-- Work task --
Print, exactly as they stand, the lines from the start of the listing to the line containing "# for each instance of the tree", inclusive.

-- Supplied information --
━━━━━━━━━━━━━━━━━━━━━━━━━━━━━━

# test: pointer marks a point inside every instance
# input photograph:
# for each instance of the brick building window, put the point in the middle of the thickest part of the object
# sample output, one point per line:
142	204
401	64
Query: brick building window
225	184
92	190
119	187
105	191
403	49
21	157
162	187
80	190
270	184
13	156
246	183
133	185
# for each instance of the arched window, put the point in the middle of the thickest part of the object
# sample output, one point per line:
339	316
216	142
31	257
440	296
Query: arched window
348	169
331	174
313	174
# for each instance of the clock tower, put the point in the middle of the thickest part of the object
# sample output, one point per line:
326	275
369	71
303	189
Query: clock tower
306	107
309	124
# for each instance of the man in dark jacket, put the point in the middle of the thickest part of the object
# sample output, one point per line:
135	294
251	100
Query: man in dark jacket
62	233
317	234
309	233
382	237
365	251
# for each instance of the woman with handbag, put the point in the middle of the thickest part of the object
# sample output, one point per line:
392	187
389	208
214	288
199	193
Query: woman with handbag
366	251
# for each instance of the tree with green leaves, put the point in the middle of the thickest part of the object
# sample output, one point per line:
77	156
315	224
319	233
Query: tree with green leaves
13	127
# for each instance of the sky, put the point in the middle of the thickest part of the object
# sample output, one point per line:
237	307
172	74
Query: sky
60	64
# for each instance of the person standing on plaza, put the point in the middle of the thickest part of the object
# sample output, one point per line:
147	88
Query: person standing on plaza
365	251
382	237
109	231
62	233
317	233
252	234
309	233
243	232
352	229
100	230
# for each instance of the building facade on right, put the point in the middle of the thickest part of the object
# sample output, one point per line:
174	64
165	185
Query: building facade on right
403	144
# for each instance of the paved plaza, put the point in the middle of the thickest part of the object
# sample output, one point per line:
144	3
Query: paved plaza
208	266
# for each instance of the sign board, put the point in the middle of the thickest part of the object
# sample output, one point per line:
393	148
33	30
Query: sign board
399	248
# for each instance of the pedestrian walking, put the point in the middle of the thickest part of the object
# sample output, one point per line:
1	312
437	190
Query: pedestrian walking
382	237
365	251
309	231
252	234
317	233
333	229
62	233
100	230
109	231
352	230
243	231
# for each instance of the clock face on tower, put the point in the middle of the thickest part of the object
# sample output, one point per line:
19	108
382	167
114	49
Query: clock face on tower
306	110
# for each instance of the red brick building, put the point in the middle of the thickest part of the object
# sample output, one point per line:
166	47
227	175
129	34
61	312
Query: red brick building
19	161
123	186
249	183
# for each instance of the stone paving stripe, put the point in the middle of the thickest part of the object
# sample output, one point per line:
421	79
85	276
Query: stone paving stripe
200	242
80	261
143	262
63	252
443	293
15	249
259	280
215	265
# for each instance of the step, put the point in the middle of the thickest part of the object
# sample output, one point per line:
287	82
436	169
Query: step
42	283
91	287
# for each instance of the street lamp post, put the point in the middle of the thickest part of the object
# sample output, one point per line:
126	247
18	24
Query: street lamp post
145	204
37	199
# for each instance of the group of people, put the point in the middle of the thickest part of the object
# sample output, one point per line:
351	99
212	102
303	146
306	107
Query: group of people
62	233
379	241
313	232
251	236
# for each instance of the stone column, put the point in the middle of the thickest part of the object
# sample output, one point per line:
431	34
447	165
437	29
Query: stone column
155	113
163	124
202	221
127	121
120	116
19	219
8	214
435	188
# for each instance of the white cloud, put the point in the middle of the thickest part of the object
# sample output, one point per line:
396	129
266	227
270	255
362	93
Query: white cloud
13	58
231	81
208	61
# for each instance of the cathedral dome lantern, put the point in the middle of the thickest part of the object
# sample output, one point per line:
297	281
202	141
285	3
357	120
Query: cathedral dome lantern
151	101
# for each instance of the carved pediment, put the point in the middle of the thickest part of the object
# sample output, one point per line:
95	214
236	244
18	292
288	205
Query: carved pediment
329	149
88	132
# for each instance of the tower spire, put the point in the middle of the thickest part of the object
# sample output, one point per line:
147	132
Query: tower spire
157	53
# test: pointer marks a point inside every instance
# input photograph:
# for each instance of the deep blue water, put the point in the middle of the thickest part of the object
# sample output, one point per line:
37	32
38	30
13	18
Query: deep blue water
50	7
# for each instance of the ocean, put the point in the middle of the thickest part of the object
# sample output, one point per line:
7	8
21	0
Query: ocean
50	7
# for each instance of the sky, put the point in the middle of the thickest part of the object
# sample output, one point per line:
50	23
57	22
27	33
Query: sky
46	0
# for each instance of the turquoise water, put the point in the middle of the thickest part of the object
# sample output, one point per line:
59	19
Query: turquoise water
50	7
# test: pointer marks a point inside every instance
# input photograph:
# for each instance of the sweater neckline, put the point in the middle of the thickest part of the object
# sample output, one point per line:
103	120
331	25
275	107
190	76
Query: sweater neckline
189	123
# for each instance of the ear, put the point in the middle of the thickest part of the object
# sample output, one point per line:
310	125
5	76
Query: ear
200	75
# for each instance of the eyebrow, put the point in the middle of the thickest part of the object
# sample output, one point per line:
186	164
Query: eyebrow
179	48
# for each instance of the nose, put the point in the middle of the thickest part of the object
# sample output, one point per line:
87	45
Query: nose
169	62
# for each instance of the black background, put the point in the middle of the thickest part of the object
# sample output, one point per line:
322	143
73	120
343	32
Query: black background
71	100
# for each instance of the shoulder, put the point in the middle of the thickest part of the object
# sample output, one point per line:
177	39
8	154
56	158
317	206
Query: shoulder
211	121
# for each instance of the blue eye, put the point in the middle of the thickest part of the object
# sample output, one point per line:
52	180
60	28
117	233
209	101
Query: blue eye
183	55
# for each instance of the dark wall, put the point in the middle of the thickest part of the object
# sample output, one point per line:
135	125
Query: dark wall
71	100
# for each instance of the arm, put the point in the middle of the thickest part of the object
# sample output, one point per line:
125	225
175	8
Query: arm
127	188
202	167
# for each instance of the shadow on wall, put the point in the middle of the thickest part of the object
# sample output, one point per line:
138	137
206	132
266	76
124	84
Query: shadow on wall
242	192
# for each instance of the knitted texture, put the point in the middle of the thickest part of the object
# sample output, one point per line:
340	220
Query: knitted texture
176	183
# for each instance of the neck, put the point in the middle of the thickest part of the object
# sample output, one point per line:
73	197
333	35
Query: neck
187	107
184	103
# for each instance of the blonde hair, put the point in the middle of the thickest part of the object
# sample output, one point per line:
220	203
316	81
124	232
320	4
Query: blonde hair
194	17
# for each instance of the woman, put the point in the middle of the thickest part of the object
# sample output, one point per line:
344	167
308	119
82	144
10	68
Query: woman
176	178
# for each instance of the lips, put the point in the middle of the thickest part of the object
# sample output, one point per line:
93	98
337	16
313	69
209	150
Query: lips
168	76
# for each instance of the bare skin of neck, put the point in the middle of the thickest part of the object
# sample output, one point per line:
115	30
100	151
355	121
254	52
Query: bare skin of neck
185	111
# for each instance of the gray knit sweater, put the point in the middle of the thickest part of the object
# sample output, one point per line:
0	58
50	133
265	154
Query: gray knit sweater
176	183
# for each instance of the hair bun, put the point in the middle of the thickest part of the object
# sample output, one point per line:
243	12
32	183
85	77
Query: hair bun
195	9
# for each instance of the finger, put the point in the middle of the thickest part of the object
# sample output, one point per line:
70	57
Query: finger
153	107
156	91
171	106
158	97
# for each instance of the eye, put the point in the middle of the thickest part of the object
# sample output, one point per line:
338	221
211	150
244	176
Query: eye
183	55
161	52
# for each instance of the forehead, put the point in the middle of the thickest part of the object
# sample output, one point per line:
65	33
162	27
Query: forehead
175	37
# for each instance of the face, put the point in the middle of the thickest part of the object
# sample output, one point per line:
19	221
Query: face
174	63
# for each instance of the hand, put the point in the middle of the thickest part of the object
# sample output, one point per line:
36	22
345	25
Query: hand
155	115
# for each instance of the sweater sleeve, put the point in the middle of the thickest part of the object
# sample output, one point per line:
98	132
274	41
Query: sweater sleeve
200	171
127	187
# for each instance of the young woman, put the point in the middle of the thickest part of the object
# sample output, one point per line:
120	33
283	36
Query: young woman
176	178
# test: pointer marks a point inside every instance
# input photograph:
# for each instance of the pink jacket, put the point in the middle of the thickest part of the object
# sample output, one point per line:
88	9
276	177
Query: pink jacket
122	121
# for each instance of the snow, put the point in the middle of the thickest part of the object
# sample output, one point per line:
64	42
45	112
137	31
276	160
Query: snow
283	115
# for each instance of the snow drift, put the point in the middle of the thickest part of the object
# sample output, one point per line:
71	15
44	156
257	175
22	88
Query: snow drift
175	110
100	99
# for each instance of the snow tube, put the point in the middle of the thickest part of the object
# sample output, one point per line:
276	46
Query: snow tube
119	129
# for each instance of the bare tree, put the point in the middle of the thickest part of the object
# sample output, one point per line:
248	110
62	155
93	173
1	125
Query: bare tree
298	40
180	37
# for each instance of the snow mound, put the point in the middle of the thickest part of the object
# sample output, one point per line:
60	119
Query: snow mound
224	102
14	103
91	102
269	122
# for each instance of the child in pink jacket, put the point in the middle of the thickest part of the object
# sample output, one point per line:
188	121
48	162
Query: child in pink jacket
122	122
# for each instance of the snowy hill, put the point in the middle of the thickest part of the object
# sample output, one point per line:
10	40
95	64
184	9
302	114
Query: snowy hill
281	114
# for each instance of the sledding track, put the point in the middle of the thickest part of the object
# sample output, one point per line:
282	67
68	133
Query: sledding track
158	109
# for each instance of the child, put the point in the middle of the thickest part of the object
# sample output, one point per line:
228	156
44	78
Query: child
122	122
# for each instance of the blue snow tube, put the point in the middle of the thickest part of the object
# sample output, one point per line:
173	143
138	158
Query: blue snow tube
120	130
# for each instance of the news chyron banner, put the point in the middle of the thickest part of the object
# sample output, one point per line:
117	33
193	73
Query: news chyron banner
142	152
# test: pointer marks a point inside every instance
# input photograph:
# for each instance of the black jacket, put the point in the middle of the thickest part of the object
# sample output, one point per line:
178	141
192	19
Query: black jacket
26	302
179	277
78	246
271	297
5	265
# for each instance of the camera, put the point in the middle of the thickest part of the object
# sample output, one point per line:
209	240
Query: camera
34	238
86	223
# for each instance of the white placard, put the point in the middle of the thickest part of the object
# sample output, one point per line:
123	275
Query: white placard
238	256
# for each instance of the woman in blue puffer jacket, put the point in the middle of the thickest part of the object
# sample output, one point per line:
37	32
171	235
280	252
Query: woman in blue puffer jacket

━━━━━━━━━━━━━━━━━━━━━━━━━━━━━━

-- Reply --
# test: pointer marks a point inside every instance
# input photograph:
# for each instance of the brick building window, put the point in the middle of the thickest part of the object
# sample output, one point per line:
142	204
401	64
Query: brick building window
225	184
92	190
119	187
105	191
403	49
21	157
162	187
80	190
270	184
13	156
246	183
133	185
# for each instance of the arched window, put the point in the middle of the thickest part of the object
# sample output, one point per line:
339	316
216	142
31	257
440	296
Query: arched window
348	169
331	174
313	174
# for each instance of the clock tower, put the point in the middle of the thickest part of the object
# sample output, one point per line:
326	275
369	71
303	189
Query: clock tower
306	107
309	124
# for each instance of the man in dark jacket, put the point in the middle of the thickest part of the object
# sample output, one point per line:
135	294
251	100
Query: man in dark jacket
62	233
317	234
309	233
382	237
365	251
# for each instance of the woman with handbag, put the point in the middle of the thickest part of the object
# sample output, one point per line:
392	187
389	208
214	288
199	193
Query: woman with handbag
366	251
# for each instance of the tree with green leaves, put the point in the middle of the thickest part of the object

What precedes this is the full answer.